Stated problem — Rewrite the items from the start up to and including the line with "[(271, 61), (279, 180), (218, 186), (170, 55), (190, 264)]", swapping "Query" for "Target" and leaving everything else unchanged.

Material provided —
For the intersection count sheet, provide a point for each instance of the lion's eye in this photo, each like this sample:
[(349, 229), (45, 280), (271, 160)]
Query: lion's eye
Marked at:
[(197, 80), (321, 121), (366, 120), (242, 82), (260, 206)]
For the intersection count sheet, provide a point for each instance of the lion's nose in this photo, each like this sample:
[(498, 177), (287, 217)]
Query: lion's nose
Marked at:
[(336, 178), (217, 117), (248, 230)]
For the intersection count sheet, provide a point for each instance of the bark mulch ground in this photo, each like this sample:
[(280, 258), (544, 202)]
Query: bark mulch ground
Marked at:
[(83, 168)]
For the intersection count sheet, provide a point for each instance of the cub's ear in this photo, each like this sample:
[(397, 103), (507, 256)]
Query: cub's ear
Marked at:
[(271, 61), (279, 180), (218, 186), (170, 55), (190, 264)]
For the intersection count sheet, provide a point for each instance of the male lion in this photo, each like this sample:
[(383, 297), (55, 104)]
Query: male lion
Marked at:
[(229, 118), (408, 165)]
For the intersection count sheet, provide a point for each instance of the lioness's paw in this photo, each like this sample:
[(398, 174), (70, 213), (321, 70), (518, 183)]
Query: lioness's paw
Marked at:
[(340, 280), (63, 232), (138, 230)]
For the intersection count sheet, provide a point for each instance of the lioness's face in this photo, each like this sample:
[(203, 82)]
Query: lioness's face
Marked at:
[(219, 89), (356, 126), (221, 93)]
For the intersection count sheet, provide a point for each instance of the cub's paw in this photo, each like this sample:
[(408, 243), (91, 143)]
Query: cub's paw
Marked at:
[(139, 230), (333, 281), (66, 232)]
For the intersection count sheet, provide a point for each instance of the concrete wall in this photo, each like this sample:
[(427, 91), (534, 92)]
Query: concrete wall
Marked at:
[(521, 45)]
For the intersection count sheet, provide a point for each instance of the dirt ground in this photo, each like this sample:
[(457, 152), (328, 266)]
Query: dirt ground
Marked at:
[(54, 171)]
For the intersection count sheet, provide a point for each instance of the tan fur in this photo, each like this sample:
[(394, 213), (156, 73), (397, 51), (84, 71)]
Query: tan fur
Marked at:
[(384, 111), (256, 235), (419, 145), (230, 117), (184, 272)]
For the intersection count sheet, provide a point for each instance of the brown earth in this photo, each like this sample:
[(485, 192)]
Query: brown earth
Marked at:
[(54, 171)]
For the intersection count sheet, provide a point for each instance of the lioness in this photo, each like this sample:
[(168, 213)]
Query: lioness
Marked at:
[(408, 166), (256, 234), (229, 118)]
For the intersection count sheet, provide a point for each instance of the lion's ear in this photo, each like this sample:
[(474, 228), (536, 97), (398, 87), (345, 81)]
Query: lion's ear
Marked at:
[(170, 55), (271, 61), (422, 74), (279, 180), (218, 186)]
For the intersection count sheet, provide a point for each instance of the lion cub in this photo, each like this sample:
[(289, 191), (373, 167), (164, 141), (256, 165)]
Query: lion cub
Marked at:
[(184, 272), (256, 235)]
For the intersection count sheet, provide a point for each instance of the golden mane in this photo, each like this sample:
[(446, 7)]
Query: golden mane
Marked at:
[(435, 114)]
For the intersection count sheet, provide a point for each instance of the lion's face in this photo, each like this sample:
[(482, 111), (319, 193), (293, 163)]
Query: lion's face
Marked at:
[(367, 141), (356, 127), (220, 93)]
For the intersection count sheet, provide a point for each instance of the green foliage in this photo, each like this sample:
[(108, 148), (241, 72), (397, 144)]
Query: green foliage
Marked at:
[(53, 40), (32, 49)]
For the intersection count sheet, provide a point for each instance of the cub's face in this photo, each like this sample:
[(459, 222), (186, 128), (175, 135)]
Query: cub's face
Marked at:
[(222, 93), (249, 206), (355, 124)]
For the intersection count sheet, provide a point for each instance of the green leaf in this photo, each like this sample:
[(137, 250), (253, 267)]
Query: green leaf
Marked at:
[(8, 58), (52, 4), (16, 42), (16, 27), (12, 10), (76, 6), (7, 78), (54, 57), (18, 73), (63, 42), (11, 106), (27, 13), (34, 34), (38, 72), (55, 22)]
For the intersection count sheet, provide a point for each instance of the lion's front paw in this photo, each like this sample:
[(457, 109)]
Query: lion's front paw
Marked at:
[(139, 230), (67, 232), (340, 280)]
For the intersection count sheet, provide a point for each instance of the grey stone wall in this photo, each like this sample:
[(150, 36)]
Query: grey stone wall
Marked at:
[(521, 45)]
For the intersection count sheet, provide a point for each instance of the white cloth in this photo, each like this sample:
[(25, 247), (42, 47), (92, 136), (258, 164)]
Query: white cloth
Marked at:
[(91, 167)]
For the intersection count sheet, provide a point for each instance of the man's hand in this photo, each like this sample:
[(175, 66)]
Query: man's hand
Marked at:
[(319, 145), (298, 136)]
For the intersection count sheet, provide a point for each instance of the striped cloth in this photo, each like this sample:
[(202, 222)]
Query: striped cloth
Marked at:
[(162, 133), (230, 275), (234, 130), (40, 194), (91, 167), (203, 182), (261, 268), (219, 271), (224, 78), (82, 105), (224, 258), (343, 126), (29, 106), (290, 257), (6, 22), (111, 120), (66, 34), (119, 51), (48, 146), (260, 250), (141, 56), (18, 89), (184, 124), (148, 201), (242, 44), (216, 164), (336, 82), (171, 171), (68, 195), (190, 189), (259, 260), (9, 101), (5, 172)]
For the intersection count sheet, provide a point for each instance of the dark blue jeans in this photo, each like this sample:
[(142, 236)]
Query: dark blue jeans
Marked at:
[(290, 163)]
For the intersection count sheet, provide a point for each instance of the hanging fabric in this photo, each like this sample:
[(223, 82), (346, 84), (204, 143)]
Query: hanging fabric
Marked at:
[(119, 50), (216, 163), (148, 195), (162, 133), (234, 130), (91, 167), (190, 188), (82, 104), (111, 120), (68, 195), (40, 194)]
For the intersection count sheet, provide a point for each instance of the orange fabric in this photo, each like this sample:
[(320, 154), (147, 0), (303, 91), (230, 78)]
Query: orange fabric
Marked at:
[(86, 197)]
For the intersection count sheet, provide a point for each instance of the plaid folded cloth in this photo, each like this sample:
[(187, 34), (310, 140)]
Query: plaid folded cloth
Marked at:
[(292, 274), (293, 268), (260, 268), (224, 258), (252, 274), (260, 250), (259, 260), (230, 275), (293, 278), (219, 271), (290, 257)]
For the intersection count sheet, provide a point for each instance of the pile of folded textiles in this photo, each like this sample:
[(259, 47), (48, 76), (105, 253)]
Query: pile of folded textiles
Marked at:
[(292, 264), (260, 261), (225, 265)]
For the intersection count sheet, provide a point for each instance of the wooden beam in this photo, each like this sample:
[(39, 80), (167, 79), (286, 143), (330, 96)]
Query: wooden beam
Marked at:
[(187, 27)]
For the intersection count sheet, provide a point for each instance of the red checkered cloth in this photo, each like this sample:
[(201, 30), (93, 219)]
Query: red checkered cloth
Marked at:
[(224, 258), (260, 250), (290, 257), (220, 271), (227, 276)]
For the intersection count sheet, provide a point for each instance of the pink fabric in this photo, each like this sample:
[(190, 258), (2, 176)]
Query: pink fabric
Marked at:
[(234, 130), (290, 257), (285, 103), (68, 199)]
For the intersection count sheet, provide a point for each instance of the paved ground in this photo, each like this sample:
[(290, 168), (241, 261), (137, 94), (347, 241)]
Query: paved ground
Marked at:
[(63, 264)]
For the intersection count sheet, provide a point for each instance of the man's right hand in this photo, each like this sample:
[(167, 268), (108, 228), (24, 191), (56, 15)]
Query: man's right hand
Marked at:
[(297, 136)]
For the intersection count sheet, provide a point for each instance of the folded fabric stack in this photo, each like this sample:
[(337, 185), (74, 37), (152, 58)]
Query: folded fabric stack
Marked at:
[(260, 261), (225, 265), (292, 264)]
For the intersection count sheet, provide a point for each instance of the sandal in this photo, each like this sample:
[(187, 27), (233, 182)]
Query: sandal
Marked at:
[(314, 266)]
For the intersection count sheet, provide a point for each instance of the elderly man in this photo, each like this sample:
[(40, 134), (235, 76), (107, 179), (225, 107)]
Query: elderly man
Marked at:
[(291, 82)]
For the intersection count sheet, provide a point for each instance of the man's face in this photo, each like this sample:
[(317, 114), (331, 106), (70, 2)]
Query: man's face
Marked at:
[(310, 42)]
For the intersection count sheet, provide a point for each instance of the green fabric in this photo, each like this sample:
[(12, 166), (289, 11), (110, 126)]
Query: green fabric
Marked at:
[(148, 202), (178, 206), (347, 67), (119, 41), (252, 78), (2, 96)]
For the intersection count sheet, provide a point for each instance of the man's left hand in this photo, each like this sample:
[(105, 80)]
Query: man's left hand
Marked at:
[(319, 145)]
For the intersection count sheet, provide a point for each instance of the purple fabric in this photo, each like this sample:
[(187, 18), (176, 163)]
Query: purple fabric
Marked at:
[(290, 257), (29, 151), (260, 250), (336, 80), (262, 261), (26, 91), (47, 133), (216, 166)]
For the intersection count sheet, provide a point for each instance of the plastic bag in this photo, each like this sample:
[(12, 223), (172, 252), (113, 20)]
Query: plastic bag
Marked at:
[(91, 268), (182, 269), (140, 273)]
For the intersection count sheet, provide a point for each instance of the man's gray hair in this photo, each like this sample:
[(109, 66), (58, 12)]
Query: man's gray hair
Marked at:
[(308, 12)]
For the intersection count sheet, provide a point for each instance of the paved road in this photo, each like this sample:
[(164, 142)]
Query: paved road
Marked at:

Correct answer —
For the intersection count sheet, provide a point for each instance of the lion's eye in this photo, each like this sample:
[(349, 229), (45, 280), (271, 160)]
Target: lion's eye
Marked at:
[(197, 80), (321, 121), (366, 120), (242, 82), (260, 206)]
For the intersection count sheet, provide a point for each instance of the lion's nose in this photo, each like this sample:
[(498, 177), (287, 217)]
Target: lion's nose
Marked at:
[(336, 178), (217, 117), (248, 230)]
For the intersection count sheet, provide a point for each instance of the bark mulch ground in this photo, each like this sample:
[(280, 258), (544, 202)]
Target: bark mulch ground
Marked at:
[(83, 168)]
For the intersection count sheet, provide a point for each instance of the cub's ear in this photo, each like this sample:
[(397, 103), (507, 256)]
Target: cub's ear
Marked at:
[(271, 61), (279, 180), (218, 186), (170, 55), (190, 264)]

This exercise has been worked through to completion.